Every entry must be repeated exactly. Exclude all pictures.

Point annotation records
--------------------------------

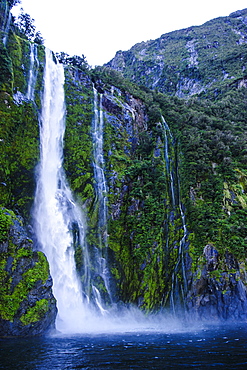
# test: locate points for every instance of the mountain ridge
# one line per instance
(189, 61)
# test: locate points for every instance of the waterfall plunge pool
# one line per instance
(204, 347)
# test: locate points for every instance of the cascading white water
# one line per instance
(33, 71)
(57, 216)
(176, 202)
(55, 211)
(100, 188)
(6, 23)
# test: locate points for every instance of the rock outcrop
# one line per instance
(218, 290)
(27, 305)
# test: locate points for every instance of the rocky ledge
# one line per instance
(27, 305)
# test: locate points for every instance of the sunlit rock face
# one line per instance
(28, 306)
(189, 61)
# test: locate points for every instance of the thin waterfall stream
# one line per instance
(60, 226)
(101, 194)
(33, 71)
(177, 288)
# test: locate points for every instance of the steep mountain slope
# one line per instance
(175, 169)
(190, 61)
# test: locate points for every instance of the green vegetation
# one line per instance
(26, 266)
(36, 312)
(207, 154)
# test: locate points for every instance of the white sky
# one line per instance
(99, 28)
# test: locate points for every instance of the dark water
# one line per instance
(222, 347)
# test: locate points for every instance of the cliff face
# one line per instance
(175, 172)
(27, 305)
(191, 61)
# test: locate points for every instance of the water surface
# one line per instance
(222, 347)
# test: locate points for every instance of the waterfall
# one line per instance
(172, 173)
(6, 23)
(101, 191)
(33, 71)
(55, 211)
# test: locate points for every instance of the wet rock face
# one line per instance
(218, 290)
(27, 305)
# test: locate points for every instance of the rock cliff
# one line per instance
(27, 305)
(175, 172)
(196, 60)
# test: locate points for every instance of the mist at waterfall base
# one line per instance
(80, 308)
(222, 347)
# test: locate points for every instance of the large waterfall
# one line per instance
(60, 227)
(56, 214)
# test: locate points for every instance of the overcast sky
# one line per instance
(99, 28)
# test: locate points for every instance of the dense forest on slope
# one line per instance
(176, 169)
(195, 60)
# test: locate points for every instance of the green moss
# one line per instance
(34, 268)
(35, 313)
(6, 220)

--------------------------------

IN RESPONSE
# test: locate points for every instance of the mountain ridge
# one line per instance
(189, 61)
# test: locate points for every instance of the waterfall plunge pool
# one line per instance
(204, 347)
# test: locate points for every instance of the cascading white water
# one line per instance
(33, 71)
(57, 216)
(176, 202)
(55, 211)
(100, 188)
(6, 23)
# test: locate points for every instance of the rock outcrop
# one line per instance
(218, 290)
(27, 305)
# test: locate points for every instance of the rocky ledge
# one line per instance
(27, 305)
# test: locate points for every instance of the sunlit rock face
# one line per instance
(28, 306)
(189, 61)
# test: locate points for every instance of the thin waterfall stream
# one line per instance
(60, 226)
(101, 194)
(33, 71)
(177, 288)
# test: locate points for every instance of the steep mountain slope
# one line per instance
(175, 169)
(190, 61)
# test: locate points for every instance of the green vegetation
# one line per instance
(26, 266)
(36, 312)
(207, 154)
# test: locate points for every instance of the white sky
# one line per instance
(99, 28)
# test: locate points for every instance of the dark water
# one line per instance
(222, 347)
# test: locate points for every instance of the cliff face
# one line per instance
(175, 172)
(27, 305)
(191, 61)
# test: locate points for every instance of the water surface
# one line per instance
(222, 347)
# test: locate points for every instance of the waterfall
# one line per instance
(172, 173)
(6, 23)
(101, 191)
(33, 71)
(55, 211)
# test: locate points for every instance of the wet rock face
# one line per instance
(218, 290)
(27, 305)
# test: locate points for every instance of the rock cliff
# one line per instance
(27, 305)
(175, 172)
(196, 60)
# test: locate points for every instance of the mist at waterfall base
# one line per instance
(80, 308)
(222, 347)
# test: locate points for every instance of the large waterfall
# one line per instance
(60, 227)
(56, 214)
# test: locate points for every instance of the overcast sky
# one line per instance
(99, 28)
# test: locate points for every instance of the dense forest on slope
# one line per instance
(176, 169)
(195, 60)
# test: locate points for every instance of the green moss
# one line per instance
(34, 268)
(35, 313)
(6, 220)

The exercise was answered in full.